- _Short task_
Leave the pictures out, and retype all of the material exactly as written.

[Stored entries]
┄┄┄┄┄┄┄┄┄┄
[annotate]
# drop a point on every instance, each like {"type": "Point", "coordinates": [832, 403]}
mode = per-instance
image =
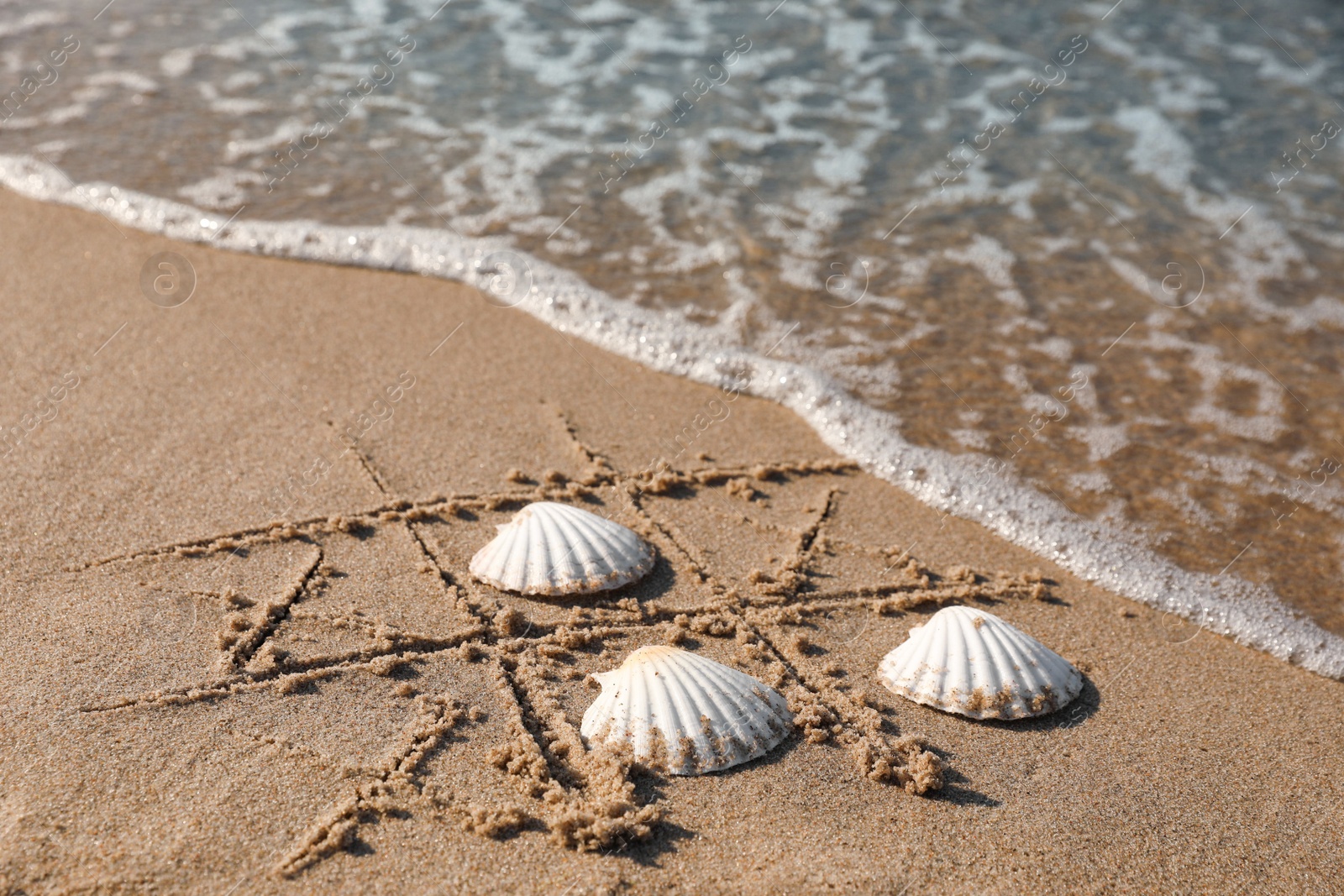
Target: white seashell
{"type": "Point", "coordinates": [557, 548]}
{"type": "Point", "coordinates": [974, 664]}
{"type": "Point", "coordinates": [694, 714]}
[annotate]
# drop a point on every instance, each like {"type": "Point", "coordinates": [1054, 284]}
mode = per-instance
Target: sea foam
{"type": "Point", "coordinates": [952, 484]}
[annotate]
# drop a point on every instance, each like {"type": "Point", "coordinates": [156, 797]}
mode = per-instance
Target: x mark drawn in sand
{"type": "Point", "coordinates": [486, 683]}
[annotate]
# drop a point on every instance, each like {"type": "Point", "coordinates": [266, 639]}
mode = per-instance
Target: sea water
{"type": "Point", "coordinates": [1070, 270]}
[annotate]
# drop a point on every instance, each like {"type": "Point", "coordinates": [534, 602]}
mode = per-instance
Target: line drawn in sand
{"type": "Point", "coordinates": [784, 624]}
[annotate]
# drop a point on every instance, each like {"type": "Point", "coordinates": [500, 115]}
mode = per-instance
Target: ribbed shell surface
{"type": "Point", "coordinates": [974, 664]}
{"type": "Point", "coordinates": [692, 714]}
{"type": "Point", "coordinates": [555, 548]}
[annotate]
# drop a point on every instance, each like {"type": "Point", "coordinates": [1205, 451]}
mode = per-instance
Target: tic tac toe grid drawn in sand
{"type": "Point", "coordinates": [477, 694]}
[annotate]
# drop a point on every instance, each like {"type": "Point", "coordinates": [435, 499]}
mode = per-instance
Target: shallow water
{"type": "Point", "coordinates": [1095, 249]}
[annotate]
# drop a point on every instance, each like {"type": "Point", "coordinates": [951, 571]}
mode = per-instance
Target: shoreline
{"type": "Point", "coordinates": [949, 484]}
{"type": "Point", "coordinates": [335, 705]}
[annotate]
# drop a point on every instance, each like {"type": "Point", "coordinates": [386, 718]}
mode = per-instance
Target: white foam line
{"type": "Point", "coordinates": [954, 484]}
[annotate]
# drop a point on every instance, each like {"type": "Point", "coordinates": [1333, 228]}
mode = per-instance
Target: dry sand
{"type": "Point", "coordinates": [197, 700]}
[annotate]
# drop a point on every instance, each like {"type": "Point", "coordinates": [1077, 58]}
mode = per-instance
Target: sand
{"type": "Point", "coordinates": [242, 653]}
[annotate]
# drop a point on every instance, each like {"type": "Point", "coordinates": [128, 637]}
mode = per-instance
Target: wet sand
{"type": "Point", "coordinates": [241, 647]}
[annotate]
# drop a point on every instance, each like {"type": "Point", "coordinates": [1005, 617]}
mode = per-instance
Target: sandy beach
{"type": "Point", "coordinates": [242, 652]}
┄┄┄┄┄┄┄┄┄┄
- _Answer to this task_
[annotate]
# drop a point on every instance, each like {"type": "Point", "coordinates": [832, 403]}
mode = per-instance
image =
Target: white seashell
{"type": "Point", "coordinates": [557, 548]}
{"type": "Point", "coordinates": [974, 664]}
{"type": "Point", "coordinates": [694, 714]}
[annotate]
# drop a point on every instance, each like {"type": "Point", "coordinates": [1054, 284]}
mode = per-instance
Target: sea foam
{"type": "Point", "coordinates": [952, 484]}
[annotate]
# drop a point on every instance, each like {"type": "Point", "coordinates": [156, 797]}
mode = per-instance
Target: x mark drawn in sand
{"type": "Point", "coordinates": [486, 683]}
[annotate]
# drop a point on every instance, each like {"type": "Point", "coordinates": [266, 639]}
mode = per-instance
Target: sea water
{"type": "Point", "coordinates": [1070, 270]}
[annotate]
# drop a point on every instance, each like {"type": "Point", "coordinates": [534, 602]}
mode = per-instance
Target: line drawn in sand
{"type": "Point", "coordinates": [784, 624]}
[annotate]
# drop a point on every instance, each like {"type": "Point", "coordinates": [500, 115]}
mode = per-instance
Target: ribbed shell surface
{"type": "Point", "coordinates": [974, 664]}
{"type": "Point", "coordinates": [692, 714]}
{"type": "Point", "coordinates": [555, 548]}
[annotate]
# drop a point on every instance, each like {"type": "Point", "coordinates": [1205, 451]}
mode = per-instance
Target: tic tac toe grid drawn in sand
{"type": "Point", "coordinates": [477, 694]}
[annotate]
# drop a point on every instance, each like {"type": "Point", "coordinates": [435, 499]}
mode = per-instance
Target: shallow water
{"type": "Point", "coordinates": [1095, 249]}
[annotate]
# drop a point on every instance, each like {"type": "Point", "coordinates": [951, 571]}
mode = per-instance
Target: shoreline
{"type": "Point", "coordinates": [949, 484]}
{"type": "Point", "coordinates": [335, 705]}
[annotate]
# drop a point on every instance, each like {"type": "Point", "coordinates": [386, 718]}
mode = per-instance
Target: white foam line
{"type": "Point", "coordinates": [954, 484]}
[annotate]
# drop a point on every instance, each like {"type": "Point", "coordinates": [1333, 228]}
mode = per-instance
Target: dry sand
{"type": "Point", "coordinates": [197, 700]}
[annotate]
# drop a point on every instance, each like {"type": "Point", "coordinates": [1077, 58]}
mode = per-instance
Target: sand
{"type": "Point", "coordinates": [242, 653]}
[annotate]
# drop a point on every instance, each like {"type": "Point", "coordinates": [128, 637]}
mode = per-instance
Target: wet sand
{"type": "Point", "coordinates": [241, 647]}
[annotate]
# drop a point on every instance, each like {"type": "Point", "coordinates": [1005, 617]}
mode = per-instance
Target: sandy beach
{"type": "Point", "coordinates": [242, 652]}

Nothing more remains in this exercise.